*Required work:*
Quote the data below in full, please, without altering anything.

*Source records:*
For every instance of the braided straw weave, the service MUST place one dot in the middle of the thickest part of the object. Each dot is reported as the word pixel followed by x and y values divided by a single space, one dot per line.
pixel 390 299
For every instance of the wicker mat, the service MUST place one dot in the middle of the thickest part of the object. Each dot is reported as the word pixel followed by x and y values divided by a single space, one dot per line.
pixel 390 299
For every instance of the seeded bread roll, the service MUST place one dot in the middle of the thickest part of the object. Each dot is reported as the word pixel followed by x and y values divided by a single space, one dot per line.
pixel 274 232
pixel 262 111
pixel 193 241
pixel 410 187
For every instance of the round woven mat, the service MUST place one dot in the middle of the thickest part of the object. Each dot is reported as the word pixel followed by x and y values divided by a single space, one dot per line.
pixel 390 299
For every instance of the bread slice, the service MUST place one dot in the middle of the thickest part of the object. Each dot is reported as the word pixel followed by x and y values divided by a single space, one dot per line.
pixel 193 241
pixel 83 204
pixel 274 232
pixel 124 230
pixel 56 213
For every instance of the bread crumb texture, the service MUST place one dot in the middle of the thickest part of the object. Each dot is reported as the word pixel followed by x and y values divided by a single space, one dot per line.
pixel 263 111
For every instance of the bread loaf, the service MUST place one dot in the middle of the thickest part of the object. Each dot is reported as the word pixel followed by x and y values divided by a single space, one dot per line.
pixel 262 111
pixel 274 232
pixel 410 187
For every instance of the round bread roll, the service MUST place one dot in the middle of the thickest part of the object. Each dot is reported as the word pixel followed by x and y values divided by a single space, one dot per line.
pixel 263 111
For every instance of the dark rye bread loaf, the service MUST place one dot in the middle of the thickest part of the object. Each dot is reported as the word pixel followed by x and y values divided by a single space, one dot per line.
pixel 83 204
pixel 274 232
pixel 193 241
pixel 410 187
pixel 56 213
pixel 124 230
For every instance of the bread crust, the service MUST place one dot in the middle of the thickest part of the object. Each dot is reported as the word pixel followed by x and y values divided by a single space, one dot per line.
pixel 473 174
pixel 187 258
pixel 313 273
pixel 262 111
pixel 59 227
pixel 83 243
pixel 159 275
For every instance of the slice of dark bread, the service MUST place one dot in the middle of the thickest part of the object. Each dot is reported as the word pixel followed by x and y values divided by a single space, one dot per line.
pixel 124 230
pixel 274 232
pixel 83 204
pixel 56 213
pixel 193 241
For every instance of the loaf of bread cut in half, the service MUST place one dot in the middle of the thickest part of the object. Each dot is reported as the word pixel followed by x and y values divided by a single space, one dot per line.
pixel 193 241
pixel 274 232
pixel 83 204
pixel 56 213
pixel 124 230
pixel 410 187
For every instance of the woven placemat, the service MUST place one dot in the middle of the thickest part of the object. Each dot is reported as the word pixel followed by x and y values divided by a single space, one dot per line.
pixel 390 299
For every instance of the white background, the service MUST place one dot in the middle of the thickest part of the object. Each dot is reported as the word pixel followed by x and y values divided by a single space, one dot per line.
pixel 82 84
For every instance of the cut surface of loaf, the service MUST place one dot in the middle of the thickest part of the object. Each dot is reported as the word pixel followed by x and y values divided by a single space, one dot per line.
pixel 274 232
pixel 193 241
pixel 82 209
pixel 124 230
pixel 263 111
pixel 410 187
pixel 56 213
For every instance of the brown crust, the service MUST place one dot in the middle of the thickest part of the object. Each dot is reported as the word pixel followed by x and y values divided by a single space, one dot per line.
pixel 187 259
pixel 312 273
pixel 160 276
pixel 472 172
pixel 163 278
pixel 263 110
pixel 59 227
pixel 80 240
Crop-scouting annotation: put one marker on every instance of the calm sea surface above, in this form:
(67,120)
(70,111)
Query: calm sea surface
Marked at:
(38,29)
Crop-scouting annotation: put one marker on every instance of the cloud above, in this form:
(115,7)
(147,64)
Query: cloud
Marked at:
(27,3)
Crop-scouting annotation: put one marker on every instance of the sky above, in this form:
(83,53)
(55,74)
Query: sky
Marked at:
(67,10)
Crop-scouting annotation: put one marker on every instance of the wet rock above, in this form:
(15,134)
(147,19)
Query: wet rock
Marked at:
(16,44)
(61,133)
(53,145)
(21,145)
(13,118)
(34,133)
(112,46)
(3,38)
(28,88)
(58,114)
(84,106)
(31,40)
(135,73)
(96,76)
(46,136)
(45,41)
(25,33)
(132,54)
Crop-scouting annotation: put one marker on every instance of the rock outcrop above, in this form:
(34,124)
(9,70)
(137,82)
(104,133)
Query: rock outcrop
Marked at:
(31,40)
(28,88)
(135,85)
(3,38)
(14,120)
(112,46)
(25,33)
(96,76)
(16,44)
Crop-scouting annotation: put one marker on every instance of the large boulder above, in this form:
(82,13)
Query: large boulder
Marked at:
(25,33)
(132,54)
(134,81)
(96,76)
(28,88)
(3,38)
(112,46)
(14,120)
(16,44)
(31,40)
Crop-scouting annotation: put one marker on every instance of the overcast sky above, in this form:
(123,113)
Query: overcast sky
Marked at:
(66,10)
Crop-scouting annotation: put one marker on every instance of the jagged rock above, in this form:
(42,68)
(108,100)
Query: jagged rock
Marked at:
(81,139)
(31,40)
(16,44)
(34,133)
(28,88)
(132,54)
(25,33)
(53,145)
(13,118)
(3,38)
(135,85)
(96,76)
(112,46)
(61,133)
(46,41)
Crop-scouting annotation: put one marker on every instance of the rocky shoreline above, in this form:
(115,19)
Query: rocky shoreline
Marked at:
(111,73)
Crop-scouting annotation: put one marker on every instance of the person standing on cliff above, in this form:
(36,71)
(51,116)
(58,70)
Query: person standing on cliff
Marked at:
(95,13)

*Finished task:*
For every instance of the braided straw weave, the service MUST place one dot in the middle of the thickest part of the object. Each dot is reported as the word pixel followed by x and y values divided by a single space, one dot per line.
pixel 390 299
For every instance of the wicker mat, the service MUST place one dot in the middle of the thickest part of the object. Each dot is reported as the word pixel followed by x and y values divided by a single space, one dot per line.
pixel 390 299
For every instance of the seeded bread roll, the service MUST place one dot in the middle of the thickest part of the object. Each dot is reported as the word pixel followed by x and y values divided by a single space, one dot per line.
pixel 274 232
pixel 262 111
pixel 193 241
pixel 410 187
For every instance of the round woven mat, the service MUST place one dot in the middle of the thickest part of the object. Each dot is reported as the word pixel followed by x and y values divided by a single space, one dot per line.
pixel 390 299
For every instance of the bread slice, the service MUST place one dot in the middle of the thickest part of the object. Each dot is reported as the word pixel followed by x and y values divided by a single space, one dot per line.
pixel 193 241
pixel 83 204
pixel 274 232
pixel 124 230
pixel 56 213
For every instance of the bread crumb texture, the service MUST place one dot in the middle of the thickest part of the object. Each dot is reported as the word pixel followed by x and y values divided by a single space, one dot per line.
pixel 263 111
For every instance of the bread loaf, the service MUST place one dot in the middle of the thickest part of the object. Each dot is reported as the word pixel followed by x and y values divided by a single space, one dot per line.
pixel 262 111
pixel 274 232
pixel 410 187
For every instance of the round bread roll, the service MUST place one dot in the middle of the thickest part of the object. Each dot is reported as the word pixel followed by x and y values divided by a single space, one dot per line.
pixel 263 111
For every instance of the dark rye bread loaf, the service MUST place one dot in the middle of the thickest part of the object. Each dot is reported as the word pixel followed by x and y values divided by a single space, one dot per line.
pixel 83 204
pixel 274 232
pixel 193 241
pixel 410 187
pixel 56 213
pixel 124 230
For every instance of the bread crust, the service MUST place one dot in the middle of the thickest part of the object. Each dot is reported as the word pixel followed by x and y values divided by a single space, one dot per line.
pixel 473 174
pixel 187 258
pixel 313 273
pixel 262 111
pixel 59 227
pixel 83 243
pixel 159 275
For every instance of the slice of dark bread, the service MUST place one dot in the middle of the thickest part of the object. Each dot is reported as the word pixel followed by x and y values divided by a single space, one dot per line.
pixel 124 230
pixel 274 232
pixel 83 204
pixel 56 213
pixel 193 241
For every instance of the loaf of bread cut in half, the service MUST place one dot in the middle of the thickest part of the object. Each dot is reported as the word pixel followed by x and y values divided by a single space, one dot per line.
pixel 193 241
pixel 274 232
pixel 83 204
pixel 56 213
pixel 124 230
pixel 410 187
For every instance of the woven placemat, the service MUST place one dot in the middle of the thickest part of the object. Each dot is reported as the word pixel followed by x and y values divided by a single space, one dot per line.
pixel 390 299
For every instance of the white background, the service MUST place one dot in the middle of the thickest part of the object. Each dot is reported as the word pixel followed by x and y values divided by a single space, one dot per line.
pixel 82 84
For every instance of the cut surface of loaf, the service MUST place one dot in the middle of the thickest part of the object. Each dot is reported as the word pixel followed by x and y values divided by a single space, one dot per line.
pixel 274 232
pixel 193 241
pixel 82 209
pixel 124 230
pixel 263 111
pixel 410 187
pixel 56 213
For every instance of the brown crust, the service MUST place one dot in the middle of the thickest part of the object. Each dot is reported as the word pixel followed by x and y values divided by a single space, one dot per line.
pixel 187 259
pixel 312 273
pixel 160 276
pixel 472 172
pixel 163 278
pixel 263 110
pixel 59 227
pixel 80 240
Crop-scouting annotation: put one marker on every instance of the calm sea surface above, in this form:
(67,120)
(70,111)
Query: calm sea surface
Marked at:
(38,29)
Crop-scouting annotation: put one marker on every instance of the cloud above, in this form:
(115,7)
(147,64)
Query: cloud
Marked at:
(27,3)
Crop-scouting annotation: put one marker on every instance of the sky above, in this form:
(83,53)
(55,74)
Query: sky
Marked at:
(67,10)
Crop-scouting annotation: put one marker on every instance of the wet rock above, in this form:
(15,134)
(147,19)
Query: wet rock
Marked at:
(16,44)
(61,133)
(53,145)
(21,145)
(13,118)
(34,133)
(112,46)
(3,38)
(28,88)
(58,114)
(84,106)
(31,40)
(135,73)
(96,76)
(46,136)
(45,41)
(25,33)
(132,54)
Crop-scouting annotation: put one marker on every instance of the rock outcrop above, in this form:
(34,124)
(9,70)
(137,82)
(104,133)
Query: rock outcrop
Marked at:
(31,40)
(28,88)
(135,85)
(3,38)
(14,120)
(112,46)
(25,33)
(96,76)
(16,44)
Crop-scouting annotation: put one marker on every instance of the large boulder above, in this form:
(82,13)
Query: large boulder
Marked at:
(25,33)
(132,54)
(134,81)
(96,76)
(28,88)
(3,38)
(112,46)
(14,120)
(16,44)
(31,40)
Crop-scouting annotation: put one marker on every instance of the overcast sky above, in this form:
(123,113)
Query: overcast sky
Marked at:
(66,10)
Crop-scouting annotation: put one marker on every instance of the jagged rock above, in this form:
(42,68)
(108,100)
Query: jagged rock
Marked at:
(81,139)
(31,40)
(16,44)
(34,133)
(28,88)
(132,54)
(25,33)
(53,145)
(13,118)
(3,38)
(135,85)
(96,76)
(112,46)
(61,133)
(46,41)
Crop-scouting annotation: put one marker on every instance of the rocky shoreline above, in this form:
(115,19)
Query: rocky shoreline
Marked at:
(111,73)
Crop-scouting annotation: put one marker on every instance of the person standing on cliff above, in this form:
(36,71)
(51,116)
(58,70)
Query: person standing on cliff
Marked at:
(95,13)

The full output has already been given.